• DÉFIS
A. Selon le texte source, combien de ménages demandent un hébergement en région Auvergne-Rhône-Alpes ?
B. Citez fidèlement tout le passage du texte source, depuis « Devant la multiplication » jusqu'à « l’échelle des territoires. ».
··· TEXTE SOURCE
La Fondation Abbé Pierre présente ce jeudi le zoom régional de son 22ème rapport sur le mal logement.
Devant la multiplication des alertes locales reçues à l’agence d’Auvergne-Rhône-Alpes, la directrice régionale, Véronique Gilet, prend la plume pour interpeller autour de la dégradation des situations des personnes les plus fragiles. Elle le fait à travers le prisme de l’hébergement et de la réponse aux situations de détresse à l’échelle des territoires.
Les constats : 40 000 ménages demandeurs d’hébergement en région Auvergne Rhône-Alpes
L’agence a mené en 2016 une série d’explorations sur ce sujet. Notamment :
- une étude des parcours de demandeurs d’hébergement confié à l’Observatoire du non-recours aux droits et services (l’Odenore ).
······
··· ENTRÉES FOURNIES
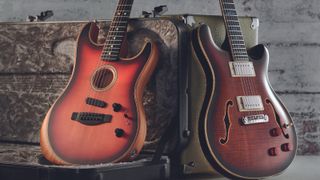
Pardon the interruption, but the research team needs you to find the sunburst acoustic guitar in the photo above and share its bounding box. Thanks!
[40,0,158,164]
[192,0,297,179]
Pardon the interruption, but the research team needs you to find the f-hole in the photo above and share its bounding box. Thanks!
[266,99,289,139]
[220,101,233,144]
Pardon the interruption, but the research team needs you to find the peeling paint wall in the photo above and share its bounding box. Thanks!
[0,0,320,155]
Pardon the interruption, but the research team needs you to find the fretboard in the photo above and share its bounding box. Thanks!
[101,0,133,61]
[220,0,249,61]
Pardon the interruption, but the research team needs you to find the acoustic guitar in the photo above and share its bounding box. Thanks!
[192,0,297,179]
[40,0,159,164]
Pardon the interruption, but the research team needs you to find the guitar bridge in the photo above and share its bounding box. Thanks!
[237,96,264,112]
[71,112,112,126]
[242,114,269,125]
[229,61,256,77]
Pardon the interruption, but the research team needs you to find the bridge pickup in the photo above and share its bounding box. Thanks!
[229,61,256,77]
[86,97,107,108]
[71,112,112,126]
[237,96,264,112]
[242,114,269,125]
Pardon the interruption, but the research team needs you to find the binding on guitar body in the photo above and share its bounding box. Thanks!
[40,0,158,164]
[192,0,297,179]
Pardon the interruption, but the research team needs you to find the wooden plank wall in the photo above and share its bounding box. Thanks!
[0,0,320,155]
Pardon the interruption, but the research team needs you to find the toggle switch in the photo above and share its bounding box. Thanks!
[112,103,122,112]
[268,147,279,156]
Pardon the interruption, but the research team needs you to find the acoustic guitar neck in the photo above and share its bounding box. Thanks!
[101,0,133,61]
[219,0,249,61]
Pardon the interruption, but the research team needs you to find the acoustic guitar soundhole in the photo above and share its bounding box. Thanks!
[91,66,117,91]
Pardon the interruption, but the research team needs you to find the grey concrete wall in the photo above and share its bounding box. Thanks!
[0,0,320,154]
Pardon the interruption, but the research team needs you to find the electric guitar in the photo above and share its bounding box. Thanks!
[40,0,158,164]
[192,0,297,179]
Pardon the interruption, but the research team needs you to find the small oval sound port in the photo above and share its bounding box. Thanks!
[91,65,117,91]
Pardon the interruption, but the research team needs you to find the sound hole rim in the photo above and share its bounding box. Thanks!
[91,65,118,92]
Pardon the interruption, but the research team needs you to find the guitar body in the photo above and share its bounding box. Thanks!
[192,25,297,179]
[40,23,158,164]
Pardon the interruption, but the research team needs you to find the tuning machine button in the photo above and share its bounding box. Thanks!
[281,143,292,152]
[112,103,122,112]
[114,128,124,138]
[270,128,281,137]
[268,147,279,156]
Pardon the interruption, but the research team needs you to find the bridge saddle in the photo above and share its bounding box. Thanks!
[229,61,256,77]
[242,114,269,125]
[237,96,264,112]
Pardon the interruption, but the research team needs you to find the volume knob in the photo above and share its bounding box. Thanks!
[281,143,292,152]
[112,103,122,112]
[268,147,279,156]
[114,128,124,138]
[270,128,280,137]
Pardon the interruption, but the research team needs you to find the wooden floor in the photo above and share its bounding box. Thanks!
[175,156,320,180]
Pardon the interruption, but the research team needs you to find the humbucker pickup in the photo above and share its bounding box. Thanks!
[237,96,264,112]
[71,112,112,126]
[242,114,269,125]
[229,61,256,77]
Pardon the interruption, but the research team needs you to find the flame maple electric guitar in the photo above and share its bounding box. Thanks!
[40,0,158,164]
[192,0,297,179]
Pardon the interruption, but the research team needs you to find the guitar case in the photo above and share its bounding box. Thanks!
[0,17,188,180]
[176,15,259,176]
[0,15,258,180]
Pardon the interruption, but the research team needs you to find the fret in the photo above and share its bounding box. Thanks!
[229,35,243,41]
[109,30,124,33]
[101,0,133,60]
[229,31,242,36]
[102,53,119,57]
[112,20,128,24]
[107,46,120,51]
[234,54,248,59]
[230,39,244,45]
[106,39,122,42]
[222,0,234,3]
[233,51,248,57]
[110,25,127,28]
[118,4,132,7]
[226,20,240,26]
[228,26,241,32]
[232,44,246,49]
[224,9,237,16]
[223,3,236,9]
[226,16,239,21]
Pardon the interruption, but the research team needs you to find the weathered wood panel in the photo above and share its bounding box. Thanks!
[268,43,320,93]
[280,93,320,155]
[0,20,178,149]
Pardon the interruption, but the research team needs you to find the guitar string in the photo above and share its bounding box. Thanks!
[97,0,127,87]
[80,0,130,152]
[221,0,257,115]
[88,0,133,116]
[97,0,132,97]
[97,0,130,86]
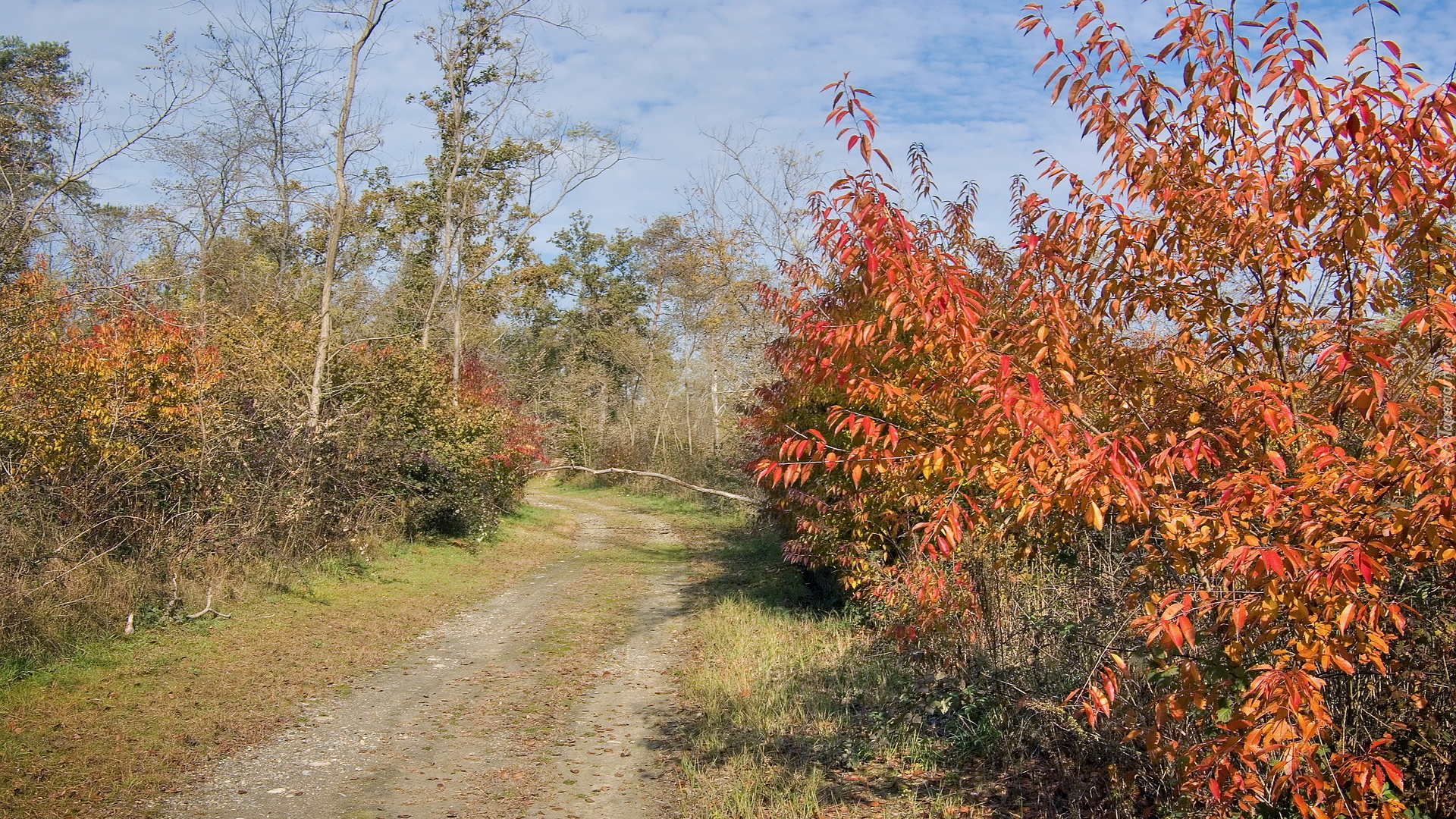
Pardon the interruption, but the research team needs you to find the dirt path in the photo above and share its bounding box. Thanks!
[165,493,682,819]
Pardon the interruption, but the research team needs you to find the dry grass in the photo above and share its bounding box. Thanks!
[0,509,579,819]
[556,478,1056,819]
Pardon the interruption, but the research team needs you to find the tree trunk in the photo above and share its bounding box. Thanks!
[309,0,393,431]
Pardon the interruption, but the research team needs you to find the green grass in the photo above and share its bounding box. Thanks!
[0,509,573,819]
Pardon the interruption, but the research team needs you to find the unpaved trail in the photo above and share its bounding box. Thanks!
[163,493,684,819]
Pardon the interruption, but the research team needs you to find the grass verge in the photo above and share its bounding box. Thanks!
[550,475,987,819]
[0,498,573,819]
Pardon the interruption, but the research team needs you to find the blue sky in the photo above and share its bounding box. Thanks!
[11,0,1456,243]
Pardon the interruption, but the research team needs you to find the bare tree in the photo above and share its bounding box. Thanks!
[204,0,337,286]
[309,0,394,428]
[684,125,824,262]
[418,0,623,383]
[0,32,202,274]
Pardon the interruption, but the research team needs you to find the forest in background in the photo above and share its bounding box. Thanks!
[0,0,1456,817]
[0,0,798,657]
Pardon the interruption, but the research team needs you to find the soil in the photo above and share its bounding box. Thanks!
[163,493,686,819]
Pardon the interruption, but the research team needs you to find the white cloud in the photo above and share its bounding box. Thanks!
[8,0,1456,244]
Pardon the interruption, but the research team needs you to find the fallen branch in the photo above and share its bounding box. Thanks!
[187,586,233,620]
[532,465,763,506]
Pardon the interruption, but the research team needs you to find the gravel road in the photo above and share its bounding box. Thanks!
[163,493,684,819]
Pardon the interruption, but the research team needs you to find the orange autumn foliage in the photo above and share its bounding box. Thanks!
[0,272,218,491]
[753,0,1456,817]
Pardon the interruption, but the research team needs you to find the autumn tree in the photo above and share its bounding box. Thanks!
[757,2,1456,816]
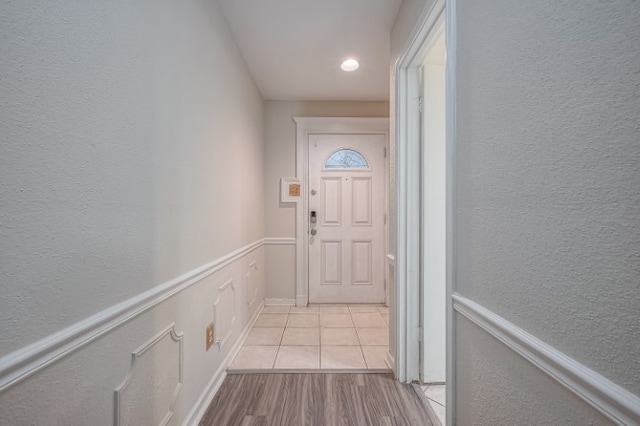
······
• LES RÉPONSES
A. 40 000 ménages.

B.
Devant la multiplication des alertes locales reçues à l’agence d’Auvergne-Rhône-Alpes, la directrice régionale, Véronique Gilet, prend la plume pour interpeller autour de la dégradation des situations des personnes les plus fragiles. Elle le fait à travers le prisme de l’hébergement et de la réponse aux situations de détresse à l’échelle des territoires.